Excerpts of pointing data

_ _ _

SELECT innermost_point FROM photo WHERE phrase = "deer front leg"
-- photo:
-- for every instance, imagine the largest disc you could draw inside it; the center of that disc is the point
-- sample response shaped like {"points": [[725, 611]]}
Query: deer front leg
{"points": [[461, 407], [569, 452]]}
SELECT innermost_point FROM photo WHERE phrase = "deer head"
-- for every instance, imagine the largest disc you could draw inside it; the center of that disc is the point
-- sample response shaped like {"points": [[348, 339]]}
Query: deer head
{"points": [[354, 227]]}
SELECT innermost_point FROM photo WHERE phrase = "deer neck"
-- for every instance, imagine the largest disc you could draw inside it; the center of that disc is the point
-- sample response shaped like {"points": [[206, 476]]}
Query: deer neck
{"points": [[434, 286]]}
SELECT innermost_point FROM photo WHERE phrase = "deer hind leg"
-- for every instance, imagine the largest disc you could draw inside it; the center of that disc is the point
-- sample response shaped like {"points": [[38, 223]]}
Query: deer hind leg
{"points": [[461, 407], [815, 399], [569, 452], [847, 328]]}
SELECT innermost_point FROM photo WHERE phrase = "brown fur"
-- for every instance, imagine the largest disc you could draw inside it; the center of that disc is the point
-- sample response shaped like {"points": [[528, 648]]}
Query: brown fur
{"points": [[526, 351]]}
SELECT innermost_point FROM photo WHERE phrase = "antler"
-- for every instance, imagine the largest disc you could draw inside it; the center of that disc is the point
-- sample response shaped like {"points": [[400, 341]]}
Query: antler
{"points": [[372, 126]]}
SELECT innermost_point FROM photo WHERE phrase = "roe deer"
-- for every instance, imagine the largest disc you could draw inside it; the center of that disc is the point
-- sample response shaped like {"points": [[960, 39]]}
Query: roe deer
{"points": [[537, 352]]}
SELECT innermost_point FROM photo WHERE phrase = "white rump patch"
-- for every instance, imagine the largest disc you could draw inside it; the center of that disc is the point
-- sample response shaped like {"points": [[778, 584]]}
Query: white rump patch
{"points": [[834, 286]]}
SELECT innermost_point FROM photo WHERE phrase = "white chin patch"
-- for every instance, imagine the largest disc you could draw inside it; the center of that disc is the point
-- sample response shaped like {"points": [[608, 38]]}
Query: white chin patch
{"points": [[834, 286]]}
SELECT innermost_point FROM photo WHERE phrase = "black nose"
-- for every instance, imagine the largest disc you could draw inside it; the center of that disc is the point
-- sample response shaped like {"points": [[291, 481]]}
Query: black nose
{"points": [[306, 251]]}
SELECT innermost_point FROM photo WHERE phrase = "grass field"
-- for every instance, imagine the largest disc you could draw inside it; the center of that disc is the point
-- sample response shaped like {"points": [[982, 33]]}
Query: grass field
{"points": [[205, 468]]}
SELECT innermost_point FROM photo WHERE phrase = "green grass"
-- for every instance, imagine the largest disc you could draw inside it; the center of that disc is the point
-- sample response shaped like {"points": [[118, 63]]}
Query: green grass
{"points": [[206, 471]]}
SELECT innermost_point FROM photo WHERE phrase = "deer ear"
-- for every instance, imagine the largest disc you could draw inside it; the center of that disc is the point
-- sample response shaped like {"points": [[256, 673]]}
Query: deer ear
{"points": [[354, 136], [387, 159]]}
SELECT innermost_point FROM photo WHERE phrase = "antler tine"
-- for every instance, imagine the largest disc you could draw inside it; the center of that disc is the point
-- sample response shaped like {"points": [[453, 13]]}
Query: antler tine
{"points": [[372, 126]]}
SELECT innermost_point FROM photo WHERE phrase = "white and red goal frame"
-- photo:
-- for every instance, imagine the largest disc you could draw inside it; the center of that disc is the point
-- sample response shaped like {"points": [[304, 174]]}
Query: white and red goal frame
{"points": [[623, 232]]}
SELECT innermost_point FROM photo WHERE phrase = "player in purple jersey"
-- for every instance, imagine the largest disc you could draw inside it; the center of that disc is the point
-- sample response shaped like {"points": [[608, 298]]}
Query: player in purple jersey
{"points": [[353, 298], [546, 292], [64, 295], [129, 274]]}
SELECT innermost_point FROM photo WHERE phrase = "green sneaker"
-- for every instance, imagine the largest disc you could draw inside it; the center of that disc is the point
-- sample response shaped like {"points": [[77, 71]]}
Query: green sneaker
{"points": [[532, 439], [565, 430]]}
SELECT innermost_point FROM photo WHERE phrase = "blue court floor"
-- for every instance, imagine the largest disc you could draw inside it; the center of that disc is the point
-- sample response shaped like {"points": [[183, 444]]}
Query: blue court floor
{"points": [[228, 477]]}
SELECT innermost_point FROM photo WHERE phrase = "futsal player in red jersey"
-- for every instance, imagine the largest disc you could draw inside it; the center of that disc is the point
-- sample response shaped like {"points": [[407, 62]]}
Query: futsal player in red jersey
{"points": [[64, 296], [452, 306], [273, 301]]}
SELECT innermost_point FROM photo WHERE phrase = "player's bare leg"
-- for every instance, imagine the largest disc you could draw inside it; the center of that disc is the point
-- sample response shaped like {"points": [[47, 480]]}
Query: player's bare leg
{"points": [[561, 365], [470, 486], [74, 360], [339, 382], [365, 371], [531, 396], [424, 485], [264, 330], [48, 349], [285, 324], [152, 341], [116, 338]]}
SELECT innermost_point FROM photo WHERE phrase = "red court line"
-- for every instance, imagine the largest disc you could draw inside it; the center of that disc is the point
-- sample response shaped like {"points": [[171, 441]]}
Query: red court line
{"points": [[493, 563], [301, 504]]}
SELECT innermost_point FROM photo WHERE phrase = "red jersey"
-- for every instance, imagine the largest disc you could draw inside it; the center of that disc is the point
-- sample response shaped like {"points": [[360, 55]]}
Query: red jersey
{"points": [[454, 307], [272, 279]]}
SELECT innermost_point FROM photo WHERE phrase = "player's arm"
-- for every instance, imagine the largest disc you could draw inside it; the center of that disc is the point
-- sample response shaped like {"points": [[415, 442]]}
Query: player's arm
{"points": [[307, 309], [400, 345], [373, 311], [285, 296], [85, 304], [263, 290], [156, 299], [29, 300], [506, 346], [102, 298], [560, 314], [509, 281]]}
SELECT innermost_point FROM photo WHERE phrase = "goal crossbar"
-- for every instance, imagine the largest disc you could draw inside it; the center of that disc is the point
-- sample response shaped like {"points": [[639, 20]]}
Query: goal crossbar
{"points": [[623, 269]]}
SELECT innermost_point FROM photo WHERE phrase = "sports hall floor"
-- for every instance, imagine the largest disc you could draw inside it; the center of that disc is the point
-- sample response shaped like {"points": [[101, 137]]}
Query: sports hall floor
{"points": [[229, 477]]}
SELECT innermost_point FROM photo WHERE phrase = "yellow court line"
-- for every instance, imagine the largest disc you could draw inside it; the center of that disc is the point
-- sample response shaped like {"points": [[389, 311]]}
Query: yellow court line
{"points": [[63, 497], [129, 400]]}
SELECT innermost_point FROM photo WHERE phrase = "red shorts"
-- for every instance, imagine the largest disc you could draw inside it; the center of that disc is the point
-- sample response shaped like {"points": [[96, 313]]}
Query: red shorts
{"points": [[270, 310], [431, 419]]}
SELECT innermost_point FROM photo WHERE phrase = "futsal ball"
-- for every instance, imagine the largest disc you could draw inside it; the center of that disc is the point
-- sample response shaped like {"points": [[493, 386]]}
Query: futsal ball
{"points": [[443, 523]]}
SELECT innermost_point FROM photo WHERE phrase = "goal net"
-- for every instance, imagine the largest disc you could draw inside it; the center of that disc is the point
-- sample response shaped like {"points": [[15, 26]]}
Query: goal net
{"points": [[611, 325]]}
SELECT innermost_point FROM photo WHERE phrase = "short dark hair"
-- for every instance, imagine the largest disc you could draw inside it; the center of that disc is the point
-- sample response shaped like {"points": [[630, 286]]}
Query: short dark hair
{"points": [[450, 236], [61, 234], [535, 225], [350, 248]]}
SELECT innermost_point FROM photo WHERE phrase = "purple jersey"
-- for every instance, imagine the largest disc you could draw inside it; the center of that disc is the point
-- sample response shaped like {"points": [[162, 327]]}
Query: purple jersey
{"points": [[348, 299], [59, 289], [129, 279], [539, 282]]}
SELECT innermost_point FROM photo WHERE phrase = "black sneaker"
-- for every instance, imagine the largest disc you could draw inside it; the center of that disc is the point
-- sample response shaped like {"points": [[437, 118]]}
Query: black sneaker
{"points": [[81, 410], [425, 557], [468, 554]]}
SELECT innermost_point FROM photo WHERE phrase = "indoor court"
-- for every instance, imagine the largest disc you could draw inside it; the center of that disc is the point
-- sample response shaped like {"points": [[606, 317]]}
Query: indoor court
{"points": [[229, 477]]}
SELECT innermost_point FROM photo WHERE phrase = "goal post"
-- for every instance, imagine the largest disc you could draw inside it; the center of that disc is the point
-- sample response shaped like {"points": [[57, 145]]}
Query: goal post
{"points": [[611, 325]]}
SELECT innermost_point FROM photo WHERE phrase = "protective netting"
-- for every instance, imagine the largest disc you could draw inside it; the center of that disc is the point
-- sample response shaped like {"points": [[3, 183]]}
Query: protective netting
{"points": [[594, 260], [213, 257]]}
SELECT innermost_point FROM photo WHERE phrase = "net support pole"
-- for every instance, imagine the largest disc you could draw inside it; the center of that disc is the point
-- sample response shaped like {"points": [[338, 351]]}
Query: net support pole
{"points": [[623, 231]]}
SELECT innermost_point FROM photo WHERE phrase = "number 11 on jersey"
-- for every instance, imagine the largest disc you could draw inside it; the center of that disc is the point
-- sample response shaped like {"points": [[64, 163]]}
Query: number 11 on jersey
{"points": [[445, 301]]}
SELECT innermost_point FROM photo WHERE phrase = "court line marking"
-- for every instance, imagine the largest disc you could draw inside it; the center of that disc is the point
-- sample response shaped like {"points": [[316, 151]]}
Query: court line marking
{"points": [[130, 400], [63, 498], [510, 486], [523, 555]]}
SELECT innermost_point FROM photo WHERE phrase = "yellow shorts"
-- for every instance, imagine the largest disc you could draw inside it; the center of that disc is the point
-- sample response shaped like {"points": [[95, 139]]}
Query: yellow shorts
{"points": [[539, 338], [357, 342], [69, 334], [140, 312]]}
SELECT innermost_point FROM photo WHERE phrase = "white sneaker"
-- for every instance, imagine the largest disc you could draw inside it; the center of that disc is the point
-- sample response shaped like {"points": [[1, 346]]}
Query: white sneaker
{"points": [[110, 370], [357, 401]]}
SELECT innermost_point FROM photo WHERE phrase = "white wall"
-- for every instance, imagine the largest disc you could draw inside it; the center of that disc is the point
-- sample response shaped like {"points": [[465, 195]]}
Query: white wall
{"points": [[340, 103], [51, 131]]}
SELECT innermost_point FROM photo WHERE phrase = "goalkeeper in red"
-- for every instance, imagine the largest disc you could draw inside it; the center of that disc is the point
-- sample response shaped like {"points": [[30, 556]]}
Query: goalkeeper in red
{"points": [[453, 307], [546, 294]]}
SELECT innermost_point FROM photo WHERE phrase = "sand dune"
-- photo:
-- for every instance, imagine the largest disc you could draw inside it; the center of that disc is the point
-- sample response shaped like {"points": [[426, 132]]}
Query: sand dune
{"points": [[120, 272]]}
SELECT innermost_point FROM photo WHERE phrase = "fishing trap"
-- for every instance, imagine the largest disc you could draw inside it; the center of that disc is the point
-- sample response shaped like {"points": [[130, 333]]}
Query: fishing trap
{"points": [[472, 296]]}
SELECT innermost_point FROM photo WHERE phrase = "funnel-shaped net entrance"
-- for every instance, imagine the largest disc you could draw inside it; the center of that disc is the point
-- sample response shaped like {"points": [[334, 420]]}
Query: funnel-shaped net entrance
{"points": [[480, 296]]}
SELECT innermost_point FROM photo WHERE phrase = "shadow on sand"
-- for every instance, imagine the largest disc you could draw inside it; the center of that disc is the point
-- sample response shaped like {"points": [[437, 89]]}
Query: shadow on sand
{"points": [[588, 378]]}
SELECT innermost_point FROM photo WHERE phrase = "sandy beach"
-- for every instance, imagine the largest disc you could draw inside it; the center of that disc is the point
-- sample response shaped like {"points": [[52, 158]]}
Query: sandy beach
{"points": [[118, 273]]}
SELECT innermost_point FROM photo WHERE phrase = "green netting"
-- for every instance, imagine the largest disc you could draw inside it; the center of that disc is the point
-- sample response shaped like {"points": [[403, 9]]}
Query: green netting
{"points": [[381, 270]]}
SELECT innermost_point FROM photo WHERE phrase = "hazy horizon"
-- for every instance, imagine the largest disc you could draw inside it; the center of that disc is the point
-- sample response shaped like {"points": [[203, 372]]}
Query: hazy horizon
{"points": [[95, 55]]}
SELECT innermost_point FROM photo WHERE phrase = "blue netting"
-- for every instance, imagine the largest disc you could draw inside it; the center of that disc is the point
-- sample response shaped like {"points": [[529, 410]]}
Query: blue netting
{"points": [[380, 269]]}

_ _ _

AIM: Collect every line of the data above that contains the string "futsal", matching case exactly.

ANSWER TO THE PROBLEM:
SELECT innermost_point FROM photo WHERE phrase = "futsal player in red jersey"
Query: futsal player in red jersey
SELECT innermost_point FROM photo WHERE phrase = "futsal ball"
Query: futsal ball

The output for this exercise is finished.